[Supplied text]
▼
= Edna Guy =

African-American modern dance pioneer

Edna Guy (1907–1982) was an African-American modern dance pioneer. Born in 1907 in Summit, New Jersey, Guy lived at a time when blacks and whites did not appear on stage together. At the age of fifteen she begged her mother to take her to a dance concert in Greenwich Village where she watched Modern Dance pioneer Ruth St. Denis perform the Incense Dance. From that point onwards Guy developed a lifelong relationship with modern dance world, especially in the African- American context.
▲
[Stated task 1]
Do the following statements agree with the Edna Guy text: (a) Guy was born in Summit, New Jersey; (b) at fifteen, Guy watched Ruth St. Denis perform the Incense Dance; (c) Guy's father took her to the dance concert in Greenwich Village? Answer yes or no for each, quoting the deciding words.

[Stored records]
▼
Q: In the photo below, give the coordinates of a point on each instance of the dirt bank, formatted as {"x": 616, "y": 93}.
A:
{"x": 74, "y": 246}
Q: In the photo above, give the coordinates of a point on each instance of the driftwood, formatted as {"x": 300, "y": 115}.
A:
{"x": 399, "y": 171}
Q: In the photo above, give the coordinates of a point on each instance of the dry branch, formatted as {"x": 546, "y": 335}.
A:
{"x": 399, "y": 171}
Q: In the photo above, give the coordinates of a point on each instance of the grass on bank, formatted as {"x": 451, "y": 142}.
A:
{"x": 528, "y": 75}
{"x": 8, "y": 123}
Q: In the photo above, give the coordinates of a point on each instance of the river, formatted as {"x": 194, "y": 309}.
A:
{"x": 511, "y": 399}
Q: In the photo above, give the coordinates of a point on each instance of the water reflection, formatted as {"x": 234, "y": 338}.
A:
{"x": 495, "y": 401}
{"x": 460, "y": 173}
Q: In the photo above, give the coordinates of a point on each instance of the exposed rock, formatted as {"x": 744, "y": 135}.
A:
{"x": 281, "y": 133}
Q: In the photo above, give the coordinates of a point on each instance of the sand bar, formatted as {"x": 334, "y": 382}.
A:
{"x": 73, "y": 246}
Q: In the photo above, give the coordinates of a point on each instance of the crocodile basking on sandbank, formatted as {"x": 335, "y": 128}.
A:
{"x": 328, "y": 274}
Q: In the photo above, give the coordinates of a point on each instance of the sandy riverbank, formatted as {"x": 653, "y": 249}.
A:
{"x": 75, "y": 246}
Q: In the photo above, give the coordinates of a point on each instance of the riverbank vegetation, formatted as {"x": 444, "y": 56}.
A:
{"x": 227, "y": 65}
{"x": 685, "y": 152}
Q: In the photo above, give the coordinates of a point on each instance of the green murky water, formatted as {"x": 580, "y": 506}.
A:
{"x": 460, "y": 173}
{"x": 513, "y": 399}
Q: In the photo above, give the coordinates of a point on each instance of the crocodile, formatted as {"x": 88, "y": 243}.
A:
▲
[Stated task 2]
What do the stored records read like, from the line containing "the crocodile, formatted" through the end of the records, if you swap "instance" for "occurrence" and leave everything else unchanged? Give only that stretch.

[Correct answer 1]
(a) Yes: "Born in 1907 in Summit, New Jersey"
(b) Yes: "she watched Modern Dance pioneer Ruth St. Denis perform the Incense Dance"
(c) No: "she begged her mother to take her to a dance concert in Greenwich Village"

[Correct answer 2]
Q: In the photo above, give the coordinates of a point on each occurrence of the crocodile, formatted as {"x": 88, "y": 243}.
A:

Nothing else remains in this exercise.